- **所給文段**:
○ ○ ○ ○ ○
前年,我去紐約法拉盛一家診所做例行檢查,在地鐵裏車廂裏,前後竟然有五個人把我認出來了,有人還在我面前把我的講演成段地背給我聽,我都傻了。我問他們從哪裡來的,他們說是剛從國內逃出來的。這五個人當中就有三個是法輪功學員。我當然很感動。為此,我還想辦法把他們找到,請他們吃了頓飯,為什麼?友誼嘛!

這幾年,我都在埋頭寫書,因為年紀也大了,很累,講演的邀請我都拒絕了,也不應邀參加任何社會活動。我一生最引以為安慰的,就是能夠做到「自甘寂寞」。因為,人不能自甘寂寞是做不成事情的。所以在將近四年的時間裏,我根本就沒有出過面。可是,因為確實找我的人挺多,各地都有,所以,我就說我生病,身體不好,藉以推託。我想,托爾斯泰為了寫作,就說自己生病不見人;巴爾紮克為了寫作,甚至對外說他已經死了。那我也是為了寫作,不得已也可以倣傚一下嘛。可我沒有想到,關於我生病的消息,居然就有人在國內蓄意傳播,說我得了重病、得了大病、就快不行了……。

但我更沒有想到的是,國內竟有很多法輪功學員給我寫信,說聽到我生病的消息,而且病的很重,他們好難過,還流眼淚,所以要我一定要保護自己的健康,保護自己的安全,有人甚至說恨不得飛到美國來照顧我,並且說,「辛先生,你一定要煉功啊!」雖然我至今也沒有練過任何氣功,但是,他們的話卻是充滿了友誼和感情的。你說,如果我真是一個病人的話,這些信說不定能讓我好了三四分了是不是?或者至少也會讓一個病人感到安慰和愉快是不是?因為有那麼多人在關心著你嘛!

我在海外待了這麼多年了,法輪功在海外活動大概也有十年、十一年了吧,在我的印象中,法輪功的媒體也辦了很多年了。我和澳大利亞法輪功的Shirley等朋友,和「新唐人」的林丹、阿彪等朋友,和芝加哥那個長得活脫像魯智深的小林等朋友,和英國的李桂華、夏澤等許多法輪功朋友,大家不僅都處得很好,而且我都能夠跟他們說真話,說直話,說跟他們不同的話。因為我有一個為人的原則,就是我可以不說話,但說話就要講真話。比如說在座的法輪功學員Grace大姐,和我認識很多年了,這一次她是專程從墨爾本飛來參加這個會的。可見我們的友誼了。但多年前,她第一次到紐約來看我的時候,在飯桌上,我就跟Grace大姐講,你們決定做媒體這是太了不起了,但是要警惕,「要成於媒體而不能毀於媒體」。

大姐你還記得我這一句話嗎?我還跟很多的朋友,包括新唐人的林女士,澳洲的Shirley,英國的李博士,美國的、加拿大的、德國的和法國的法輪功學員朋友們,見面就講真話,而且一再地、甚至是多次地說:「要記好我一句話,就是絕不要說過頭話、做過頭事,不要讓共產黨用這種辦法來毀你們。」這就是我辛灝年背後和很多法輪功學員說過的的話,有時候我甚至會說得很生氣。可是我覺得他們大多數人都很有修養,不和我吵架,不和我爭論,只是默默地聽著;有的時候也會對我說,「你可能不太瞭解我們」,我說「那也是」;有的時候他們還會說,「辛老師,我們覺得你的話是對的,我們就會聽」。我對他們說過的直話實在是太多了,我就不一一地去說了。今天在座的,大多數都不是法輪功學員,我想你們對我的話會有同感。
○ ○ ○ ○ ○
- **存儲資料**:
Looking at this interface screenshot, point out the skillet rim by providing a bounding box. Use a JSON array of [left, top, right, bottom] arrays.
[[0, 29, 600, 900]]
○ ○ ○ ○ ○
- **任務要求 1**:
請將所給文段中自"但我更沒有想到的是,國內竟有"起至"因為有那麼多人在關心著你嘛!"止的這一段逐字照錄。
- **任務要求 2**:
依據所給文段,回答下列問題:
(a) 作者在紐約地鐵車廂裏被幾個人認了出來?
(b) 托爾斯泰為了寫作,以什麼理由不見人?
(c) Grace大姐這一次是從哪座城市專程飛來參加會議的?

- **完成答案 1**:
但我更沒有想到的是,國內竟有很多法輪功學員給我寫信,說聽到我生病的消息,而且病的很重,他們好難過,還流眼淚,所以要我一定要保護自己的健康,保護自己的安全,有人甚至說恨不得飛到美國來照顧我,並且說,「辛先生,你一定要煉功啊!」雖然我至今也沒有練過任何氣功,但是,他們的話卻是充滿了友誼和感情的。你說,如果我真是一個病人的話,這些信說不定能讓我好了三四分了是不是?或者至少也會讓一個病人感到安慰和愉快是不是?因為有那麼多人在關心著你嘛!

- **完成答案 2**:
(a) 五個人。
(b) 說自己生病。
(c) 墨爾本。